Aim of the exercise >> Repeat every line of the data exactly, but not the pictures.

Material provided >>
* * *

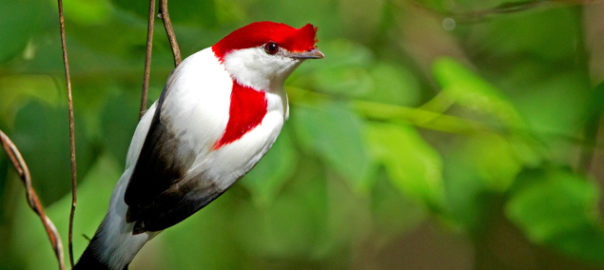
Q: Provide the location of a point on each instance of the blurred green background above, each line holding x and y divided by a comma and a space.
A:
434, 135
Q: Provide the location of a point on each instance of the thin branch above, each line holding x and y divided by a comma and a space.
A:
71, 131
165, 16
32, 199
475, 16
150, 24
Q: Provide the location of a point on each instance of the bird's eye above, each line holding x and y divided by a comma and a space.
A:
271, 48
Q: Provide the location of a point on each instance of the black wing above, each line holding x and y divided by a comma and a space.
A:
157, 195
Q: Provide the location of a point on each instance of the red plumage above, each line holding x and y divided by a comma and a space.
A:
247, 110
258, 33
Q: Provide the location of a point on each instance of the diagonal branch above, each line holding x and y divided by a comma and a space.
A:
148, 57
71, 131
165, 16
32, 199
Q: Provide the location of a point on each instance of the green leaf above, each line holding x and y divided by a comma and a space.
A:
393, 84
473, 92
267, 178
494, 159
42, 134
559, 209
335, 133
91, 12
93, 198
347, 81
295, 225
414, 167
119, 118
21, 21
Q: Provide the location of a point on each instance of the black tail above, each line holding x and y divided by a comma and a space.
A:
90, 260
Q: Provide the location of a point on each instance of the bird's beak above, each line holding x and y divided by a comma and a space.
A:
312, 54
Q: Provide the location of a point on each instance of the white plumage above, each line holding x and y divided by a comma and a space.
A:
193, 115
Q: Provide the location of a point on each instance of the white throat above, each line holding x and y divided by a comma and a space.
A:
255, 68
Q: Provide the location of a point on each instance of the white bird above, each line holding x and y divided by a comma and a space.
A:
221, 110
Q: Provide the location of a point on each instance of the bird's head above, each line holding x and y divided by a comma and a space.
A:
263, 54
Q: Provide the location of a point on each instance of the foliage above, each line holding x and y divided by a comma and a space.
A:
408, 136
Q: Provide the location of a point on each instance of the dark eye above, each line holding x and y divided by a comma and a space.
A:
271, 48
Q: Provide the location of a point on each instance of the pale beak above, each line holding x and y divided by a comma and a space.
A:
312, 54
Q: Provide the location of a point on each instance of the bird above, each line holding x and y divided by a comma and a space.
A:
220, 111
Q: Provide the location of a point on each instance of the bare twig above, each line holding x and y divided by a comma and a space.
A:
32, 199
512, 7
165, 16
71, 131
150, 24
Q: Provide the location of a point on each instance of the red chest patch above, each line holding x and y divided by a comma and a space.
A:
247, 110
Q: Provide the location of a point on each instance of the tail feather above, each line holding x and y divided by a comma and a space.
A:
91, 259
114, 244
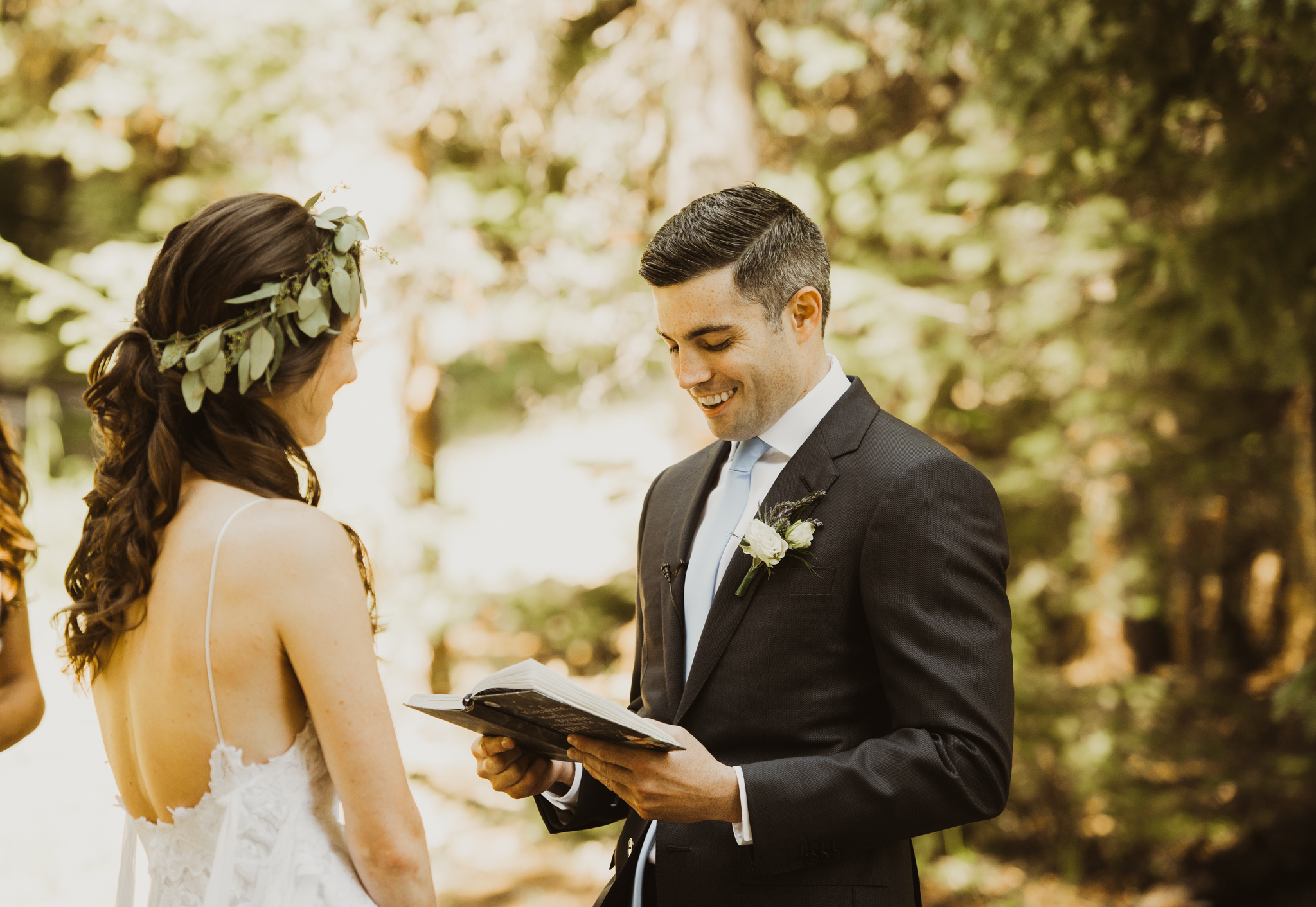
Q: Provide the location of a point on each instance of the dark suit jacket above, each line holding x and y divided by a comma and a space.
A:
869, 700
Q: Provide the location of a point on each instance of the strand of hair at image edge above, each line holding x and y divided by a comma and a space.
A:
253, 342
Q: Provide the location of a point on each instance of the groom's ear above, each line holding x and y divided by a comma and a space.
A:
803, 315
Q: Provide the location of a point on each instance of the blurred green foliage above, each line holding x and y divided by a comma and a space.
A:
1072, 240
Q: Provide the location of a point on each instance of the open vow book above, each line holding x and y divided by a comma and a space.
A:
537, 707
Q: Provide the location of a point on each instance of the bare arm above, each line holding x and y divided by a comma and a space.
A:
21, 703
323, 623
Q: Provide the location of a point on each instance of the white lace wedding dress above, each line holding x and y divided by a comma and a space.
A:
262, 835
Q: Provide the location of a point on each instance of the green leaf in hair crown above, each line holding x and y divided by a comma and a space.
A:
252, 342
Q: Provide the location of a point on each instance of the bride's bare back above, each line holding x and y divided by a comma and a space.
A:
153, 700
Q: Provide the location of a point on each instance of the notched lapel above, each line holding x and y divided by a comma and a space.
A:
680, 539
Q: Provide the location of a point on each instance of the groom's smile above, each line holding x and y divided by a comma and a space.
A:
714, 402
738, 367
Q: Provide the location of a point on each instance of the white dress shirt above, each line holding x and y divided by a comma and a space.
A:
785, 439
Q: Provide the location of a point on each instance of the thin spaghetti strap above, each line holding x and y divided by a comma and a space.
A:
209, 604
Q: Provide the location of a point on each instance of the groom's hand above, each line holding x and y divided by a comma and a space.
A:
679, 786
516, 771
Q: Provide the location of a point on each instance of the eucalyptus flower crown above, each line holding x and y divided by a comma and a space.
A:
253, 341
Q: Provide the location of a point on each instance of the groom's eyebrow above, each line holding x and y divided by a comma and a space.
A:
702, 331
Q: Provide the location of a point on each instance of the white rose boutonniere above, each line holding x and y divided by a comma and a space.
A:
762, 542
774, 535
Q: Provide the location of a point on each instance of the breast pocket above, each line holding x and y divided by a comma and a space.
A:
798, 581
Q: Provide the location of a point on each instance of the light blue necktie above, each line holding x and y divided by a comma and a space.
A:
715, 531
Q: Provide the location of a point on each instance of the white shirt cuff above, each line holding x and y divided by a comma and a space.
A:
742, 830
566, 804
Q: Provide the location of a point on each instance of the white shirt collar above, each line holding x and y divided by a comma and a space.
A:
798, 423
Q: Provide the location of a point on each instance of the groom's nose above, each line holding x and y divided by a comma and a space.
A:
691, 370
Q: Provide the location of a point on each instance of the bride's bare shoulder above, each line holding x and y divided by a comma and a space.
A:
282, 535
270, 538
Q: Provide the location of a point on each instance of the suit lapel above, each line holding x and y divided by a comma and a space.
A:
811, 469
680, 539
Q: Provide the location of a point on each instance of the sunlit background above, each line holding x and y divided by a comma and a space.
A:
1073, 242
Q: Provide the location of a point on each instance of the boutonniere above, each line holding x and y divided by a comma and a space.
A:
774, 535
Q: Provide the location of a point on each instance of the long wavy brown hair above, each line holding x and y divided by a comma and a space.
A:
147, 432
16, 544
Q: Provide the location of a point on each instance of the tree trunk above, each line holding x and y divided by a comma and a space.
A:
1108, 656
1301, 601
709, 100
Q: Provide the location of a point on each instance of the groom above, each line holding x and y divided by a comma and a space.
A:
841, 705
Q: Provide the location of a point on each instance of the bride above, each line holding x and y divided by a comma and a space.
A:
218, 617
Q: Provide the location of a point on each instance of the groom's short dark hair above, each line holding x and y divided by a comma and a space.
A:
776, 249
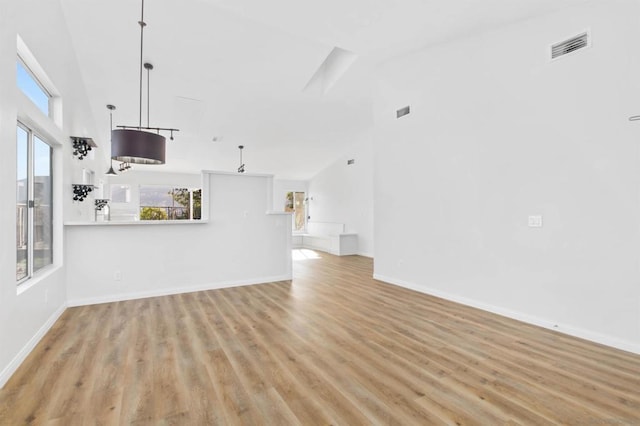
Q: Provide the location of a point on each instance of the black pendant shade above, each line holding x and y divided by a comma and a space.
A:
137, 146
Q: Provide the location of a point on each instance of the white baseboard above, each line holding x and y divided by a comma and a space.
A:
171, 291
8, 371
540, 322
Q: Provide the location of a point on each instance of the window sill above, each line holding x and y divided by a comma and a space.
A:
40, 276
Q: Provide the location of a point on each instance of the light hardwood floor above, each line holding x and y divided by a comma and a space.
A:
332, 347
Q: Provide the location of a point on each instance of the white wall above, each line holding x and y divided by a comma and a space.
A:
499, 132
343, 193
25, 317
240, 244
280, 189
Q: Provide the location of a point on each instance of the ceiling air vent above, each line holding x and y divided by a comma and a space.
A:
569, 46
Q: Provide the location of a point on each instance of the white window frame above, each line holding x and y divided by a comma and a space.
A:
31, 273
49, 130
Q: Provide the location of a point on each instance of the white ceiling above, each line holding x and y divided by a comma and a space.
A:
237, 70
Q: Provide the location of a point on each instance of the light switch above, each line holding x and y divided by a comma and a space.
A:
535, 221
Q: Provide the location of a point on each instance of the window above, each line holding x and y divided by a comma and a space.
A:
34, 204
296, 203
31, 87
168, 203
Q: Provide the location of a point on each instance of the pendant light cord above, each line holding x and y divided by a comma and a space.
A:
142, 25
148, 94
111, 129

* * *

Answer in full >>
Q: Provide the location of a point on each instance of the blurred green background above, each line holding x and y divided by a comma and a space.
A:
434, 135
Q: Provide the location of a point on each instance of the thin branch above, each line holding x and y divided by a comma and a space.
A:
71, 131
165, 16
32, 199
475, 16
150, 24
Q: Provide the location of a point on each instance of the bird's eye above, each line holding x and y divided by a comma and a space.
A:
271, 48
Q: Provide the location of a point on each instance of the black wing above, each line holding x and y divided by a comma and a space.
A:
157, 195
Q: Provide the location of a point on each instance of the red plumage above, each line holding x and y divided by a comma and a space.
A:
247, 110
258, 33
Q: Provide the location of a point on each instance of the diagonal branch above, each line holding x and y divided by a comma and a space.
A:
148, 57
71, 131
165, 16
32, 199
Q: Provide the location of a point on each instance of the green leaf above, each line holding x and y divided by a comma and a space.
A:
393, 84
473, 92
267, 178
494, 159
42, 134
559, 209
335, 133
91, 12
93, 198
347, 81
295, 225
414, 167
119, 118
21, 21
Q: Provide the location of a point on each instance of the black tail above, each line holding x and y divided by a comma and a space.
A:
90, 260
Q: Provide the location of a point on each instance of the bird's beak above, each line holding x and y divided by a comma and a space.
A:
312, 54
Q: Provide the location of a point on each instance of the white plumage above, each line holding x and y divided by a comma and a space.
A:
193, 115
Q: Provide the location of a point on each instance of the white throat above, each line holding x and y divided by a comma and a space.
A:
255, 68
Q: Provide the location of a point on each instance of the white bird above, each line holding x and y divided by a comma and a space.
A:
221, 110
Q: Provide the location of a point on each instance of the bird's head above, each line holding x and y divided by a comma and a space.
A:
263, 54
Q: Provide the location of a point on each instance of the foliage above, each line holding x and y divided by a comma and a space.
A:
408, 136
Q: Provide the location of a point on each instance of the dark eye above, each line holding x and y divided by a comma and a space.
A:
271, 48
Q: Provide the location of a point on each instance of the pale beak above, each line holding x and y divided by a comma and a space.
A:
312, 54
Q: Provide the location of a point on each instance of the bird above, each line holding x and y divided by a comma and a space.
A:
220, 111
Q: Provide the location of a point on each instance of the bare twig above, each line holding x and y divided by a comma and a space.
A:
32, 199
512, 7
165, 16
71, 131
150, 24
Q: Provide the location of a point on each instance of the red chest patch above, each line holding x and y divided by a comma and a space.
A:
247, 110
Q: Provide the location of a point on each instance of the tail feather above, each line holding x and y divided by a comma and a space.
A:
91, 259
114, 244
Q: Provide the location of a point on each instance of the dark suit jacket above, each line holding x and y divided by a comma and a space.
A:
869, 700
Q: Provide the location of a point on each instance of the strand of hair at image edge above, each line holding x and y divided by a comma and a space.
A:
253, 342
Q: Provide the location of a point on each instance of the groom's ear above, each line holding x and y divided by a comma and a space.
A:
803, 315
Q: Provide the location of a point on each instance of the blurred green foliage above, each line holding x and y divided by a comma and a space.
A:
1072, 240
Q: Provide the location of a point on each instance of the open vow book above, each line holding x and y divided by a comma and a space.
A:
537, 707
Q: Provide the location of a point on each instance of the bare arm above, each line holding x and y divided by a comma and a space.
A:
21, 703
323, 623
Q: Provide the location of a point on each instance of the white lace wedding dress above, each line holding x and y divided by a comma and a space.
A:
262, 835
Q: Provide the location of a point on each instance of the green leaf in hair crown above, each line holding x and y divided by a comma and a space.
A:
252, 342
Q: Provide the location of a point on each instance of the bride's bare back above, each line holding x and y divided by a comma and a space.
A:
153, 700
Q: Provide the location of a point on each instance of the notched lapel above, each line holding x and y divided by a comma and a space.
A:
680, 539
Q: Provide the location of a point on each instance of the groom's smile above, each line holding x and y divided by a comma and a space.
A:
714, 402
738, 367
Q: Provide the location of a point on each instance of the white dress shirt above, each line holding x and y divided by a comma and a space.
A:
785, 439
Q: Provide the location of a point on each instance of the thin spaghetti strap above, each line holding x and y divided by a comma and a space.
A:
209, 604
Q: Provide the location of a point on each instance of the groom's hand above, each line holding x and y divided by a comma and a space.
A:
679, 786
516, 771
Q: Provide the location of a point on each instance of the eucalyptus flower crown above, each line holding x and y divided by a comma and a space.
A:
253, 341
Q: Provide the location of a point on each instance of the groom's eyebrow above, each line holding x and y divided by a comma and a space.
A:
702, 331
Q: Provide the location of a point on each instance of the white rose boutonniere above, each line holding x and y divided by a comma and a space.
A:
762, 542
774, 535
Q: Provide the location of a point on each instance of the breast pocket above, each line holding x and y divided by a comma and a space.
A:
798, 581
Q: Provide the location of a point on each instance of the light blue necktie above, each line holding x and y divided by a comma and a space.
A:
715, 531
Q: Provide the location of a point on each instance of the white shirt cuff above, each line holding x and y divided by a comma and a space.
A:
742, 830
566, 804
Q: Provide the location of a point on each instance of the white shirt collar above, each line holding x and y divided by a comma and a space.
A:
798, 423
Q: Provide the location of a point on each instance of the groom's nose above, each line holding x and y divided by a comma and a space.
A:
691, 370
Q: Provide the location of a point on each instance of the bride's bare shoulder above, each line holding x and y divided by a comma and a space.
A:
282, 535
270, 538
Q: Provide the location of a point on each instance of the suit lapel above, each line holding x and y divided by a comma and a space.
A:
811, 469
680, 539
Q: Provide the location of a point on each instance of the sunlit background above, each line holding x and y divided by a comma and a space.
A:
1073, 242
Q: Provide the location of a point on each instance of the boutonniere above, each line holding x and y divided by a comma and a space.
A:
774, 535
Q: Provide the location of a point on each instance of the long wavy brown hair above, each line holding x and y divided by a comma and a space.
A:
147, 432
16, 544
Q: Provide the location of a point on each instance of the tree trunk above, each line holding x and y divided by a comma and a space.
A:
1108, 656
1301, 601
709, 100
Q: Provide the location of a point on each instance of the groom above, each line holding x and y divided by a comma and a space.
A:
841, 705
Q: Provide the location of a point on each instance of the bride above, each line holding x and y divided by a comma and a space.
A:
218, 617
Q: Provide the location of a point on each instance of the groom's short dark hair above, each line holding x and y divided by a comma and a space.
A:
776, 249
Q: Provide the location of a point on each instance of the black pendant shade above, each line holding x and y divided by a comma and a space.
A:
137, 146
Q: Provide the location of a point on each instance of the white baseboard above, each line holding x and y divided by a comma and a space.
A:
171, 291
8, 371
540, 322
Q: Provide the location of a point on each instance of the window sill above, each line holding x and y divided by a comma and a space.
A:
40, 276
Q: Provide the location of a point on each instance of the light hardwood floor above, each line holding x and y divided by a comma and a space.
A:
332, 347
Q: Provide the location of a point on each instance of the white wall above, each line holding x and y divided by a comma and a space.
A:
499, 132
343, 193
25, 317
240, 244
280, 189
Q: Provide the location of a point on each instance of the ceiling air vent above, each line holding x and y divided by a comma and a space.
A:
569, 46
Q: Provide the location of a point on each instance of the white window frame above, each line holding x and y divided by a comma and a space.
A:
31, 273
49, 130
Q: Provide the location of a point on each instance of the white ceiling above, each line holding x and y divided by a comma and a space.
A:
237, 70
Q: Provide the location of a point on each instance of the light switch above, each line holding x and y divided by a comma and a space.
A:
535, 221
Q: Provide the location of a point on each instance of the window above, each line holding x and y divided by a comma and a space.
A:
34, 204
296, 203
31, 87
168, 203
Q: Provide the location of a point on each instance of the pendant light cord above, each line holding x and y divided by a comma and a space.
A:
142, 25
148, 94
111, 129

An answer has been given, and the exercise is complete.